------ RECORDS TO PROCESS

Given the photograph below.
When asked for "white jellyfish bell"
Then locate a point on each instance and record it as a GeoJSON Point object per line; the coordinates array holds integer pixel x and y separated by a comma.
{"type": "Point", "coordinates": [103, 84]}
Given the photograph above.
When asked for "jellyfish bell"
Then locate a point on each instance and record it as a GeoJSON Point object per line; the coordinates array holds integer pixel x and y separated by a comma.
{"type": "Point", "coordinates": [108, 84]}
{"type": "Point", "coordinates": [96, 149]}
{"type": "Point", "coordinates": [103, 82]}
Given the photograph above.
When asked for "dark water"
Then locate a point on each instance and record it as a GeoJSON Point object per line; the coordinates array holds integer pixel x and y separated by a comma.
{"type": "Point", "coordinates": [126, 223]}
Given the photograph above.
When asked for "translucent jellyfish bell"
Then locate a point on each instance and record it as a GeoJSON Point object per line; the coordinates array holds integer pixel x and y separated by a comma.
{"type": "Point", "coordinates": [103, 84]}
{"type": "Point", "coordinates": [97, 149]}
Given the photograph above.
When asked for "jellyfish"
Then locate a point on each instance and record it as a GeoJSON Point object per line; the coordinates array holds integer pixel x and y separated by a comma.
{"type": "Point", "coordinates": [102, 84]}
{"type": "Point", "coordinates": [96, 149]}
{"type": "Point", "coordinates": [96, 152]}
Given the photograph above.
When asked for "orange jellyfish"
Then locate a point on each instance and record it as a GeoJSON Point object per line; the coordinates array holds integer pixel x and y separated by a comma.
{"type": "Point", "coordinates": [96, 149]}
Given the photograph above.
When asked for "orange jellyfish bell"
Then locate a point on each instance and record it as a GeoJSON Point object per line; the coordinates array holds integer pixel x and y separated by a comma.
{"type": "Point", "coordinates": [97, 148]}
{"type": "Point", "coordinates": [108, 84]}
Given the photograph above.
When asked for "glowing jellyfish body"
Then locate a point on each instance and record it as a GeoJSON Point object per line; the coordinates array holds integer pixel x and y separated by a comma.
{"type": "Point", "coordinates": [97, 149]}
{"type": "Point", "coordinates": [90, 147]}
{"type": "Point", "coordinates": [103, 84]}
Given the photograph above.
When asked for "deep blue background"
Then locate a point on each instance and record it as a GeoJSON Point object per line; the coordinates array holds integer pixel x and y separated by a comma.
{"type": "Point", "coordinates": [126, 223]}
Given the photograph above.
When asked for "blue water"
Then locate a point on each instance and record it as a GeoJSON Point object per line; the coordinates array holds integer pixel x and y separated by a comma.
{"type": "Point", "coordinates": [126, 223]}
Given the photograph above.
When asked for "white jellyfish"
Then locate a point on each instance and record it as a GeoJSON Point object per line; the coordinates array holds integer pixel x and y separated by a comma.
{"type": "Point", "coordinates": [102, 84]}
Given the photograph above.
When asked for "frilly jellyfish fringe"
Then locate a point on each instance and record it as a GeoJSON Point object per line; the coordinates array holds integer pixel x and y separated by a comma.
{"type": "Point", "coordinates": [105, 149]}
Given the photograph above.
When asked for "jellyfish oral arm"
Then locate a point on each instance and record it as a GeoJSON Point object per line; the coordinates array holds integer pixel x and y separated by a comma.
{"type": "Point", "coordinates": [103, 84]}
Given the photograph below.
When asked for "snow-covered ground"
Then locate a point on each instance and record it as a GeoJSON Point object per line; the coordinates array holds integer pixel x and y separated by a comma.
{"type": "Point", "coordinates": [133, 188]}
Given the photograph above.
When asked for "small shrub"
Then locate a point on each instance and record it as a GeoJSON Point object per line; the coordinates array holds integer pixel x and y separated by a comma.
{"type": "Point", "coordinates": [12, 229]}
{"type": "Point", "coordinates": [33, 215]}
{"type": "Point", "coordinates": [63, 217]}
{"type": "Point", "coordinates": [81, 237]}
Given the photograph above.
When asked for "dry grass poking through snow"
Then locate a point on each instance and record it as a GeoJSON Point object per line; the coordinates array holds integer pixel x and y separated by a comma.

------------

WHAT YOU ARE ASKED TO DO | Copy down the whole of the data above, matching it exactly.

CORRECT ANSWER |
Given the photograph below.
When asked for "white jellyfish bell"
Then locate a point on each instance and record it as a GeoJSON Point object per line; the coordinates array holds integer pixel x and y separated by a comma.
{"type": "Point", "coordinates": [103, 84]}
Given the photograph above.
When asked for "jellyfish bell"
Then locate a point on each instance and record it as a GeoJSON Point object per line; the coordinates array holds integer pixel x and y separated by a comma.
{"type": "Point", "coordinates": [108, 84]}
{"type": "Point", "coordinates": [96, 149]}
{"type": "Point", "coordinates": [103, 82]}
Given the photograph above.
When asked for "dark water"
Then locate a point on each instance and record it as a GeoJSON Point object per line; the coordinates array holds integer pixel x and y separated by a comma.
{"type": "Point", "coordinates": [126, 223]}
Given the photograph above.
When asked for "translucent jellyfish bell"
Then locate a point on each instance and record it as a GeoJSON Point object per line; the coordinates array holds integer pixel x and y separated by a comma.
{"type": "Point", "coordinates": [103, 84]}
{"type": "Point", "coordinates": [97, 149]}
Given the photograph above.
When asked for "jellyfish"
Then locate a point on each instance and record it as a GeoJSON Point object per line; the coordinates array holds integer pixel x and y separated by a comma.
{"type": "Point", "coordinates": [102, 84]}
{"type": "Point", "coordinates": [96, 149]}
{"type": "Point", "coordinates": [96, 152]}
Given the photograph above.
When asked for "orange jellyfish"
Then locate a point on each instance and record it as a GeoJSON Point object per line; the coordinates array holds integer pixel x and y separated by a comma.
{"type": "Point", "coordinates": [96, 149]}
Given the photograph above.
When asked for "orange jellyfish bell"
Then locate a point on each instance and record it as a GeoJSON Point object per line; the coordinates array holds integer pixel x and y separated by a comma.
{"type": "Point", "coordinates": [97, 148]}
{"type": "Point", "coordinates": [108, 84]}
Given the photograph above.
When asked for "glowing jellyfish body"
Then locate a point on each instance and record it as a GeoJSON Point object per line; the coordinates array holds integer pixel x and y separated by a comma.
{"type": "Point", "coordinates": [97, 149]}
{"type": "Point", "coordinates": [90, 147]}
{"type": "Point", "coordinates": [103, 84]}
Given the photograph above.
When asked for "deep blue background"
Then locate a point on each instance and record it as a GeoJSON Point object per line; the coordinates array holds integer pixel x and y separated by a comma.
{"type": "Point", "coordinates": [126, 223]}
Given the photograph above.
When asked for "blue water"
Then locate a point on each instance and record it as a GeoJSON Point object per line; the coordinates array holds integer pixel x and y separated by a comma.
{"type": "Point", "coordinates": [126, 223]}
Given the photograph above.
When asked for "white jellyfish"
Then locate a point on each instance and record it as a GeoJSON Point object per line; the coordinates array holds integer pixel x and y separated by a comma.
{"type": "Point", "coordinates": [102, 84]}
Given the photograph above.
When asked for "frilly jellyfish fringe"
Then locate a point on each instance and record it as a GeoJSON Point object per line; the coordinates array holds integer pixel x and y separated by a comma.
{"type": "Point", "coordinates": [105, 149]}
Given the photograph above.
When asked for "jellyfish oral arm"
Then locate a point on each instance and record it as a GeoJSON Point object per line; the coordinates array holds integer pixel x and y separated by a comma.
{"type": "Point", "coordinates": [103, 84]}
Given the photograph below.
When asked for "snow-covered ground"
Then locate a point on each instance and record it as a GeoJSON Point object per line; the coordinates array holds integer pixel x and y separated by a comma.
{"type": "Point", "coordinates": [133, 188]}
Given the photograph above.
When asked for "small shrub"
Then locate a point on each instance and record it as a GeoJSON Point object per line; the coordinates array holds integer pixel x and y separated by a comma.
{"type": "Point", "coordinates": [12, 229]}
{"type": "Point", "coordinates": [33, 215]}
{"type": "Point", "coordinates": [63, 217]}
{"type": "Point", "coordinates": [81, 237]}
Given the photograph above.
When asked for "dry grass poking through snow"
Then locate a point on each instance and record it as a GeoJSON Point object per line; the coordinates array holds integer pixel x and y separated by a comma.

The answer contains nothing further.